[Start of Data supplied]

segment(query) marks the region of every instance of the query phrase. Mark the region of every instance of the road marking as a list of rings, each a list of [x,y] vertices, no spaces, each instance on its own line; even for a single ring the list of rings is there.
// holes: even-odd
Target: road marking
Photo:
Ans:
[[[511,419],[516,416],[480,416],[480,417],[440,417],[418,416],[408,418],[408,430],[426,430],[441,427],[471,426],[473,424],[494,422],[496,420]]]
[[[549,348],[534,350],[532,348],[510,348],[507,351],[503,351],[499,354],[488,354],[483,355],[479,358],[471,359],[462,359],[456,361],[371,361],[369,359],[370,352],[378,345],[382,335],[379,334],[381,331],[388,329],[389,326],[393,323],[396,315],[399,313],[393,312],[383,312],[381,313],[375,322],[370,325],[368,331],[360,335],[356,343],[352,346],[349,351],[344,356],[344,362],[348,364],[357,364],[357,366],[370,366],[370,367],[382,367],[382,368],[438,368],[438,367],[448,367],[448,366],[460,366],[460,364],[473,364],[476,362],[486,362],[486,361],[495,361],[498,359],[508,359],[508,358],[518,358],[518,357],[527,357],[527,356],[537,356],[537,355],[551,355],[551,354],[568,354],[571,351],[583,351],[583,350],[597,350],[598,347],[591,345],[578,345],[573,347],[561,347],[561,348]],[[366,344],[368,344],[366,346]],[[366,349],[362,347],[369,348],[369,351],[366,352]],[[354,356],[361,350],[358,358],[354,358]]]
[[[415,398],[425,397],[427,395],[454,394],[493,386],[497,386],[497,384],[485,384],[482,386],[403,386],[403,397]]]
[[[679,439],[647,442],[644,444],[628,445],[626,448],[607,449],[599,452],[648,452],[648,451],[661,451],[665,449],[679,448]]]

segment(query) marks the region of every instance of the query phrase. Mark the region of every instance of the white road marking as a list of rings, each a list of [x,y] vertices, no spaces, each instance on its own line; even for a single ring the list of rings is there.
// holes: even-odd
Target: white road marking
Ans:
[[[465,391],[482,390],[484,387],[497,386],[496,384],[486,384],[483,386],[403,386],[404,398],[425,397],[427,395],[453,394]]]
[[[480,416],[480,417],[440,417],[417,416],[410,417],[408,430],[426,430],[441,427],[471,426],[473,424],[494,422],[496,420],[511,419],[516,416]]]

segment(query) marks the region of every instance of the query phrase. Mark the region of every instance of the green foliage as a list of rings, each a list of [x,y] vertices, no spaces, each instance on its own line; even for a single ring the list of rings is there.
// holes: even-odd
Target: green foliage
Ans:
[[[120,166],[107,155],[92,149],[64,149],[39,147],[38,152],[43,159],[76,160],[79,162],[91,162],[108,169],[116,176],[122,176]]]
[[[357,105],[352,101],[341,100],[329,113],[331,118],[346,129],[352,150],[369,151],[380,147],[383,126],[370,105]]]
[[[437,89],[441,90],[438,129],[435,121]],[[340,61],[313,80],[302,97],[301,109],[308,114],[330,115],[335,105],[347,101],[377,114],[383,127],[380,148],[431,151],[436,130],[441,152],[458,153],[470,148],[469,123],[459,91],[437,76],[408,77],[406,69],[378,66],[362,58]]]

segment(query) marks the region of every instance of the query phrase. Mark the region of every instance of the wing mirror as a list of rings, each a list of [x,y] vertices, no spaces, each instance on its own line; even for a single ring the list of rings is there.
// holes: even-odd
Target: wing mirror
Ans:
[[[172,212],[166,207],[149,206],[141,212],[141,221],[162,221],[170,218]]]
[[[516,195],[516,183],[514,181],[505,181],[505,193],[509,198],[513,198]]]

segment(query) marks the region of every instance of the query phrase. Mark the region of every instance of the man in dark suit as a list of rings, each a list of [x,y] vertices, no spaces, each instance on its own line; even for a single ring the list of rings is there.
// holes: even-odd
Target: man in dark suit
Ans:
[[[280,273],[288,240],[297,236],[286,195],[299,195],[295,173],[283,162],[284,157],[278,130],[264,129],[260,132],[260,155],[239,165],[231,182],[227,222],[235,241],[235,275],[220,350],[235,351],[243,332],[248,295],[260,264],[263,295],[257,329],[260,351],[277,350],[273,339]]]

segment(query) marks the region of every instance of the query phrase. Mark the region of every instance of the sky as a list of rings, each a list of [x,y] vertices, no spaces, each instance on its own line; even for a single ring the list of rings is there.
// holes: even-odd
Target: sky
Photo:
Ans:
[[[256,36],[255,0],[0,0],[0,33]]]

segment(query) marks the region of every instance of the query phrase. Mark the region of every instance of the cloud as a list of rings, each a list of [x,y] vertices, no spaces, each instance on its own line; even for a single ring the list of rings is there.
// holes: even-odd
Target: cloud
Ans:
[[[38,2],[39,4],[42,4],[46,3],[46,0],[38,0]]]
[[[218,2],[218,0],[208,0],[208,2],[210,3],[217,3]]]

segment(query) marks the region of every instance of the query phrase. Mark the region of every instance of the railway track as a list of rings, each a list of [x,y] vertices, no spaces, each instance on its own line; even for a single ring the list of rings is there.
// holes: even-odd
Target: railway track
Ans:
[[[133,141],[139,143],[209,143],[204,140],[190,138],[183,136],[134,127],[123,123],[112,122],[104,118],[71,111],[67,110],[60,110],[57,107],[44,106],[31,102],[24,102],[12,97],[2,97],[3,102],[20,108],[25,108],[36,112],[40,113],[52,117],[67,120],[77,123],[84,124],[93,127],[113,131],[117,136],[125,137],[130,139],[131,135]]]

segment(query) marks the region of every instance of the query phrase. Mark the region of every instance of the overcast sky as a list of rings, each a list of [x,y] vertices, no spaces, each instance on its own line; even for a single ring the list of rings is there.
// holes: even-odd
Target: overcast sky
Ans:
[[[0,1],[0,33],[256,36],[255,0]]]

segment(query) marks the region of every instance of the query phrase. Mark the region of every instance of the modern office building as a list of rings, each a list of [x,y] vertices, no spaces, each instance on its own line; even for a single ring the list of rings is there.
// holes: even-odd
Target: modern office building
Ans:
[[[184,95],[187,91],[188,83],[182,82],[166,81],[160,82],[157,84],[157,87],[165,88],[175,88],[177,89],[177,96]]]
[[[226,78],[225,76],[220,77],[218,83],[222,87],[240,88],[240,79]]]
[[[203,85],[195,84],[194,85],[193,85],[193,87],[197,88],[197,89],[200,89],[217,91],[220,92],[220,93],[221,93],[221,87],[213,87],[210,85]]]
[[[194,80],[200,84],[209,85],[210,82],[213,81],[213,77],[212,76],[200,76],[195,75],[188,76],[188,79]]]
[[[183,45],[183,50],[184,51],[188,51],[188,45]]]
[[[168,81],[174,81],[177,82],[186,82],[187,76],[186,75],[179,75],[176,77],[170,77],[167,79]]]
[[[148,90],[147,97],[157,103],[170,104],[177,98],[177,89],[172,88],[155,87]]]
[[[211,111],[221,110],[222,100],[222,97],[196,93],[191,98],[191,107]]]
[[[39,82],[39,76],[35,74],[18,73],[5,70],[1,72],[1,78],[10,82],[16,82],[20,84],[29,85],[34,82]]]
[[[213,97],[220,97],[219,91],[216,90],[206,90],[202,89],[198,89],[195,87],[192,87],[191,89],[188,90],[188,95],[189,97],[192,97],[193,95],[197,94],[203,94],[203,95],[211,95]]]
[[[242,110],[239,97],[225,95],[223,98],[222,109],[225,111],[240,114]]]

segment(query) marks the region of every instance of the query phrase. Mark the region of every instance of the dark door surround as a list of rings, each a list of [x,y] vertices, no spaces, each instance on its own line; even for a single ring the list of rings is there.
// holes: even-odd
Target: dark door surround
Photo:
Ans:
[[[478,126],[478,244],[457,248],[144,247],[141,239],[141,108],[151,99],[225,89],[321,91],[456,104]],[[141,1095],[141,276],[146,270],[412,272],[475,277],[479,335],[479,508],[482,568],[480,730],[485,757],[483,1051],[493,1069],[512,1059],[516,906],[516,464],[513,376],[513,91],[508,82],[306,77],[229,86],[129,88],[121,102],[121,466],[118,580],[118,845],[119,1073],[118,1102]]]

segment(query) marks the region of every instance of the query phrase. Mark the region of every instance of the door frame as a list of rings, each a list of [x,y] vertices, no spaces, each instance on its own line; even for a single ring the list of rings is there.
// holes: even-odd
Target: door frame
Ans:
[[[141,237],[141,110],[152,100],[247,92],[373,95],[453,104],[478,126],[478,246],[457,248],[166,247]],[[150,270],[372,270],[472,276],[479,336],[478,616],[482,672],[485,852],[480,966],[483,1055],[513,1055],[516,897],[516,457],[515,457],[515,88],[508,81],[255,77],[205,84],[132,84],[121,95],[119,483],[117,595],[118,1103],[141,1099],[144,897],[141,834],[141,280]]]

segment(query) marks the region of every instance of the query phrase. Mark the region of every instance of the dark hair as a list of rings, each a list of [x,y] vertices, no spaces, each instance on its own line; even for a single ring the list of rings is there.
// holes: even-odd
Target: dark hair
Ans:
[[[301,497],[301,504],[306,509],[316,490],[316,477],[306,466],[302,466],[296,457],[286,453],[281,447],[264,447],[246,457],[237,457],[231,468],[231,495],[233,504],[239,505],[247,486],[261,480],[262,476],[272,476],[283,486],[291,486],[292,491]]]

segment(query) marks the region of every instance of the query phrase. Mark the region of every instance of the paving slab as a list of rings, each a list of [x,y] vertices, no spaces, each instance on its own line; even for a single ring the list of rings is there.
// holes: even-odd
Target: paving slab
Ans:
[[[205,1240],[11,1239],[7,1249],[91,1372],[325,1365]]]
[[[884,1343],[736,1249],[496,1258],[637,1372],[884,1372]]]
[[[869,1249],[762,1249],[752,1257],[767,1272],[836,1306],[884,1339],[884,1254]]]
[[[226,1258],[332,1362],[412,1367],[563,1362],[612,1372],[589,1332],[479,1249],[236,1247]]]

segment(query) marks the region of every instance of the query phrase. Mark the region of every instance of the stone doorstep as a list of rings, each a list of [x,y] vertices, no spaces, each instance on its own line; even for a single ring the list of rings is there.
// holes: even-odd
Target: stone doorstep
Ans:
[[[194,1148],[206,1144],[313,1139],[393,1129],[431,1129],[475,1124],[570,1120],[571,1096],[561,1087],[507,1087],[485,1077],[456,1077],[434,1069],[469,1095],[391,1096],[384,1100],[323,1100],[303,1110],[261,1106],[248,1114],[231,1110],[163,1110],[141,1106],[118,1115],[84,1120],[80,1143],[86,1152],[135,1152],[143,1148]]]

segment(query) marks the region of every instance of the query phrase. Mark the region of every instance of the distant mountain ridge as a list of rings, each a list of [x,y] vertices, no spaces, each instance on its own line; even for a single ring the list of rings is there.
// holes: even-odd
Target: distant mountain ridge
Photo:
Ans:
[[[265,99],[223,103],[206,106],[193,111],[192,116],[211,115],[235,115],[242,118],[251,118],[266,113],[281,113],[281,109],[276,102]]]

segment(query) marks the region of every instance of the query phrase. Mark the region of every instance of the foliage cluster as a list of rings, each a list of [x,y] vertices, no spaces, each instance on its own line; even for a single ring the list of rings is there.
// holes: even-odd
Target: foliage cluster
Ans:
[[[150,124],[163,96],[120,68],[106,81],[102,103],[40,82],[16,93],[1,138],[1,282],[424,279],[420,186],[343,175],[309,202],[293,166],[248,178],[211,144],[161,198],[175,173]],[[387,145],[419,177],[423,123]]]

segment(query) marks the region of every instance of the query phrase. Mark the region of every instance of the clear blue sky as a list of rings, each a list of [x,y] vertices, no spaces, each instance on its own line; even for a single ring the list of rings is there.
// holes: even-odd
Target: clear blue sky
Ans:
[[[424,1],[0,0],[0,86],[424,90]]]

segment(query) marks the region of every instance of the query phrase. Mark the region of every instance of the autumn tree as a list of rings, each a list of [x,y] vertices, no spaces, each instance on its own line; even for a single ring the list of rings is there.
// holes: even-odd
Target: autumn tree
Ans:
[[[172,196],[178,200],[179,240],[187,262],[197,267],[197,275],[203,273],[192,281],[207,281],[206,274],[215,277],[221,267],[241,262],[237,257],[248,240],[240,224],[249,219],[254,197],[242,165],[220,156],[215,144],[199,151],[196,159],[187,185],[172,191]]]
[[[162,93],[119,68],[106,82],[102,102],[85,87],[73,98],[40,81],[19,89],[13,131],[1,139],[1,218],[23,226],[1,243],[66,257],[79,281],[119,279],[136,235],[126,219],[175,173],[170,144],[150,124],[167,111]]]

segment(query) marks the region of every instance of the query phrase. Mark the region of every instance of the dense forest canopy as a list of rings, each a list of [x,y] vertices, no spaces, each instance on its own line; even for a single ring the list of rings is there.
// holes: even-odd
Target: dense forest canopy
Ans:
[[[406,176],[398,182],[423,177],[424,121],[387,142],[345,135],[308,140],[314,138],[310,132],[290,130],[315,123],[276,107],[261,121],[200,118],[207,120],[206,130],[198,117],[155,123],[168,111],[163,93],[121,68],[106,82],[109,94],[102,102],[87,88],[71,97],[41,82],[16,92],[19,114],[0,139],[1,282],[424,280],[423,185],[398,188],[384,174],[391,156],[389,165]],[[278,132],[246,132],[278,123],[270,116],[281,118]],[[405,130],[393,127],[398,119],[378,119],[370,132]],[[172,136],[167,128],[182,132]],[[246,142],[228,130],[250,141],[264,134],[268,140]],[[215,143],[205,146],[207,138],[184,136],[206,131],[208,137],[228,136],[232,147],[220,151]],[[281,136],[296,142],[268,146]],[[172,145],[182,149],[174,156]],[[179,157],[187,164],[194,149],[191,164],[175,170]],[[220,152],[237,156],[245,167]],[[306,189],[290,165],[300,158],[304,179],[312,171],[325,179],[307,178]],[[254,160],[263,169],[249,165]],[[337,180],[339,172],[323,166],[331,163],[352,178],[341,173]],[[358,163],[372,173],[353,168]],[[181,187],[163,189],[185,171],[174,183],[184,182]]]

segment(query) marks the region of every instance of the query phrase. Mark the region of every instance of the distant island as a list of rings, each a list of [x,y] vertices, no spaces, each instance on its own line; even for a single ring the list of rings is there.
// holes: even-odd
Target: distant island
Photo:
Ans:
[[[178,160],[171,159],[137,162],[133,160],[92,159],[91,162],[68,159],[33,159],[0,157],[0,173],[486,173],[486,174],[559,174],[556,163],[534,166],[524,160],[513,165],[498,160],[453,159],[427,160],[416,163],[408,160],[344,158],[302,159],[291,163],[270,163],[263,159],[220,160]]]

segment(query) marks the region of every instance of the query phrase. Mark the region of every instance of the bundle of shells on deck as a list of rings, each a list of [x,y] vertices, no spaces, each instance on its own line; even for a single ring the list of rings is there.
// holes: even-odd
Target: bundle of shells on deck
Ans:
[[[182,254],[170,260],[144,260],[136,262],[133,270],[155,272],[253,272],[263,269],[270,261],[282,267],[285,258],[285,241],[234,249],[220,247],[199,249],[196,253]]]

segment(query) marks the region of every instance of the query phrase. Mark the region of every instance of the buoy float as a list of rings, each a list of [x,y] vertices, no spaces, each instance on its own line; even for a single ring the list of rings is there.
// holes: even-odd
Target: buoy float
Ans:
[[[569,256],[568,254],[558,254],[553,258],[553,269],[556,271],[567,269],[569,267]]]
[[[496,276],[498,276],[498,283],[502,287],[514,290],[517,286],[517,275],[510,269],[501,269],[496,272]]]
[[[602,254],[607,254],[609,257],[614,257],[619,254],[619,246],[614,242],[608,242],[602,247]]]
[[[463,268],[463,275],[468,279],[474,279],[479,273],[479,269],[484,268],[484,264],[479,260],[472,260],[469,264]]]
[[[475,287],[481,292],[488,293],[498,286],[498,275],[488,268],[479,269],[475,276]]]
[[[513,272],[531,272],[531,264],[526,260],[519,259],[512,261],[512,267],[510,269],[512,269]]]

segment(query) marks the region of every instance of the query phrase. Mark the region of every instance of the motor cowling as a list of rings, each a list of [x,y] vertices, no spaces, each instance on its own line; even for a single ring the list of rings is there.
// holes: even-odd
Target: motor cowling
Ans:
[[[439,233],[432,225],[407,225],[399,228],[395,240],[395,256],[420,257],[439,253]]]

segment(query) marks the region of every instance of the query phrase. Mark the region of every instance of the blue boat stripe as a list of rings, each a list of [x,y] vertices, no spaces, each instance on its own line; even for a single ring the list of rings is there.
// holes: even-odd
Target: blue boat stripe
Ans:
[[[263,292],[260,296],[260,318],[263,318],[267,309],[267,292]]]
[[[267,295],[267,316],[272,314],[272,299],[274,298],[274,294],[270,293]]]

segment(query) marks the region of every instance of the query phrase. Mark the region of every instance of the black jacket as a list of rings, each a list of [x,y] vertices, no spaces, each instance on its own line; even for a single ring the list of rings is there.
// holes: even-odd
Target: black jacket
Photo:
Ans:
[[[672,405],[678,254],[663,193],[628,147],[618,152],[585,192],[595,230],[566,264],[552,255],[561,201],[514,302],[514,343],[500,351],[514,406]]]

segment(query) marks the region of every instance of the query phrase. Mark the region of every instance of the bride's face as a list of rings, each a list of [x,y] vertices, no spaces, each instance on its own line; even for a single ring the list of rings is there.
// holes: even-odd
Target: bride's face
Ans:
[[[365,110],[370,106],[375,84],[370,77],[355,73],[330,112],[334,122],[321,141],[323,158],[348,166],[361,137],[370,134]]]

[End of Data supplied]

| Exercise requirements |
How many lines in the entries above contain the string "jacket", matching capitalization exactly? Reply with the number alone.

| Response to this exercise |
2